### REQUIRED WORK
Write down, word for word, the stretch of the text on pigeons' obtained FRs from "The right column" up to and including "and 151, respectively).".

Note. Accuracy (percent of pecks on key; left) and obtained FRs (pecks per reinforcer; right) across components of each type in each of the 10 stable sessions (dots) and aggregated across sessions (bars). Dashed horizontal lines represent the programmed FR for each pigeon.

3.2. Obtained FRs

The right column of Figure 2 shows the obtained FRs in No Border and Border components in each session (dots) and across sessions (bars), as well as the programmed FR (indicated by the dashed line) for each pigeon. Obtained FRs were calculated as the total number of pecks per reinforcer (On- and Off-key pecks) recorded in components of each type. The combination of On- and Off-key pecks for this measure provides functionally obtained FRs – that is, the actual number of pecks that contacted the touchscreen monitor before the programmed FR requirement was met. The Border component produced obtained FRs that were slightly higher than the programmed FRs for Pigeons 88 and 363 (32 and 67, respectively), and were nearly identical for Pigeons 1108 and 4089 (201 and 151, respectively).

### RECORDS SHOWN

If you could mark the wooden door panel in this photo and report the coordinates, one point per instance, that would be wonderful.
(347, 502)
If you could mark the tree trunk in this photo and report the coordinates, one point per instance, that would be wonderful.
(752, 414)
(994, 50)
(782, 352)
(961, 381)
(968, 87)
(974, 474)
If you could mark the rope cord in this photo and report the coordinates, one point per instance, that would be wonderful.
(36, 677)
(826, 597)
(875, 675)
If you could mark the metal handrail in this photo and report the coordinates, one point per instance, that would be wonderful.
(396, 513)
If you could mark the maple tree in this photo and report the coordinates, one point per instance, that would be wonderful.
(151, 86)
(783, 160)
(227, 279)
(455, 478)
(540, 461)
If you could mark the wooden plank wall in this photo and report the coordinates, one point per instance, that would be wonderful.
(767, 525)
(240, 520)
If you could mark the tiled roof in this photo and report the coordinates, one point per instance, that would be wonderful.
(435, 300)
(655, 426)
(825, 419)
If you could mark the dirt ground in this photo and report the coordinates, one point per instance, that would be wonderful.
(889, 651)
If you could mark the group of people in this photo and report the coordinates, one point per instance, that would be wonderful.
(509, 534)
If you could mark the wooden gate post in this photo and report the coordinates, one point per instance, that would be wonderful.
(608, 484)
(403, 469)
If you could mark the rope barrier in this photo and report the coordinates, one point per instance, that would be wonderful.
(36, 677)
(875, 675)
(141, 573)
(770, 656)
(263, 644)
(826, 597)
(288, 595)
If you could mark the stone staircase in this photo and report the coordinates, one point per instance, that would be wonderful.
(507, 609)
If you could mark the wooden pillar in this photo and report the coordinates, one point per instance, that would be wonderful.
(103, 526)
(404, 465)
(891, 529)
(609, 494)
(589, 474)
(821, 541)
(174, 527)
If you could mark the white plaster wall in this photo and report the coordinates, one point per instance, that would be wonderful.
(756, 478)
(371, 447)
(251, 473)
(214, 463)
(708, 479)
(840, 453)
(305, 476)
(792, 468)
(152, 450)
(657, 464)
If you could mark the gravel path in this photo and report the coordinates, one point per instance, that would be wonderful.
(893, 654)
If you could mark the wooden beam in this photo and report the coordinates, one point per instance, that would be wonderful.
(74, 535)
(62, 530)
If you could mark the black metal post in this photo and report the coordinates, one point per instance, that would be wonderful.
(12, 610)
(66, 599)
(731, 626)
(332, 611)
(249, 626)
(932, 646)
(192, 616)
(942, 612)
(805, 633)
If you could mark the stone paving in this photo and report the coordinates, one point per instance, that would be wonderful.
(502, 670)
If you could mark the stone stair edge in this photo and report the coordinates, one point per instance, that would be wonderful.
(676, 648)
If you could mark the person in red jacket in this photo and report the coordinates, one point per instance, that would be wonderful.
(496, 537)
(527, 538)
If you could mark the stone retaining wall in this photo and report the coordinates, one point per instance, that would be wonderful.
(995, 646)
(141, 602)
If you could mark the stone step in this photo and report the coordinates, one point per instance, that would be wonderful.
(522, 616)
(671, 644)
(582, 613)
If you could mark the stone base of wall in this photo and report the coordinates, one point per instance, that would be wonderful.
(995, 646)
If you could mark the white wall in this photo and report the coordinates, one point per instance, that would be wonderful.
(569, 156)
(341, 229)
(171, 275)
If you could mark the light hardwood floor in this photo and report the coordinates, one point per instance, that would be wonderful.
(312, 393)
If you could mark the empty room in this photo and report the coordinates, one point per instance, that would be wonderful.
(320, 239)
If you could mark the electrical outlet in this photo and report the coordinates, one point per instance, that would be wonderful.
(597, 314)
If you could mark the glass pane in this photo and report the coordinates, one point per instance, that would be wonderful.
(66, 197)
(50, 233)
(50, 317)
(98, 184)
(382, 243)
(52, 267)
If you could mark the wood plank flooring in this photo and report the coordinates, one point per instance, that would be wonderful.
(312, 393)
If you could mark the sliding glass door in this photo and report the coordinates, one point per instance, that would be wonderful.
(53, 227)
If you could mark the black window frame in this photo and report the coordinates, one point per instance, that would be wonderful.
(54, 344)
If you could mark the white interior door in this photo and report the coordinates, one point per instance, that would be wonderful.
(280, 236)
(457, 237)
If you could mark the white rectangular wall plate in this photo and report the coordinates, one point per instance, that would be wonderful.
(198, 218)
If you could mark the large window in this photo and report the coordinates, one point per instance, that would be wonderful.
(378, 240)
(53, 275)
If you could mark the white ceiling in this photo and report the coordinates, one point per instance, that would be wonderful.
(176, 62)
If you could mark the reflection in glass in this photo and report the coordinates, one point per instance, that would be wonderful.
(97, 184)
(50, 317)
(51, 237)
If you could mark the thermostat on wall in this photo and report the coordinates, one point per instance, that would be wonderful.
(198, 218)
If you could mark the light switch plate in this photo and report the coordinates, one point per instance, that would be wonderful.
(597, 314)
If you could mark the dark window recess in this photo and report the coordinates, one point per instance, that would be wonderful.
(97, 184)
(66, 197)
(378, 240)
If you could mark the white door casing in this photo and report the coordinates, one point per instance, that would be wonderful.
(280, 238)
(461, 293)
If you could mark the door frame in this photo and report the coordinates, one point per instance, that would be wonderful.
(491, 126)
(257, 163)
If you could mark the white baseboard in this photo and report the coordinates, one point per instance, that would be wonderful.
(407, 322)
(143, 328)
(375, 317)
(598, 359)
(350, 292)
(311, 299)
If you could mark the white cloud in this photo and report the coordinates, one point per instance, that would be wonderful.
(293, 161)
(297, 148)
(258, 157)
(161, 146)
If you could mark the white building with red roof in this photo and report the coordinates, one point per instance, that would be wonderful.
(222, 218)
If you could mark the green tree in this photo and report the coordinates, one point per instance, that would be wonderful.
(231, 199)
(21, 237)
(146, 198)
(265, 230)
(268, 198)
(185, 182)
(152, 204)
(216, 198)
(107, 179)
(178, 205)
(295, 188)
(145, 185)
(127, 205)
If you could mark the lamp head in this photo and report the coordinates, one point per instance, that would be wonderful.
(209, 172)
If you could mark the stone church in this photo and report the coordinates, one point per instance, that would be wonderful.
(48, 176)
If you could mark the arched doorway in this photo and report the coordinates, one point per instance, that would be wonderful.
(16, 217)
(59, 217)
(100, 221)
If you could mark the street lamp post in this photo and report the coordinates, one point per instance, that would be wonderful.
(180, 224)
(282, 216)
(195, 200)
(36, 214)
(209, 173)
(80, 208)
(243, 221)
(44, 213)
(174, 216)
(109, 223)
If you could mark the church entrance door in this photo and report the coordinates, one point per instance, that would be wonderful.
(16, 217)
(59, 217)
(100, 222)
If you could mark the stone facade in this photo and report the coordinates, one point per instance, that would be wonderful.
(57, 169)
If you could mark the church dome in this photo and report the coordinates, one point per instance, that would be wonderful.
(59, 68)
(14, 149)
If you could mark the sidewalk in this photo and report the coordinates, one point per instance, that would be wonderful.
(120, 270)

### RESPONSE TO THE EXERCISE
The right column of Figure 2 shows the obtained FRs in No Border and Border components in each session (dots) and across sessions (bars), as well as the programmed FR (indicated by the dashed line) for each pigeon. Obtained FRs were calculated as the total number of pecks per reinforcer (On- and Off-key pecks) recorded in components of each type. The combination of On- and Off-key pecks for this measure provides functionally obtained FRs – that is, the actual number of pecks that contacted the touchscreen monitor before the programmed FR requirement was met. The Border component produced obtained FRs that were slightly higher than the programmed FRs for Pigeons 88 and 363 (32 and 67, respectively), and were nearly identical for Pigeons 1108 and 4089 (201 and 151, respectively).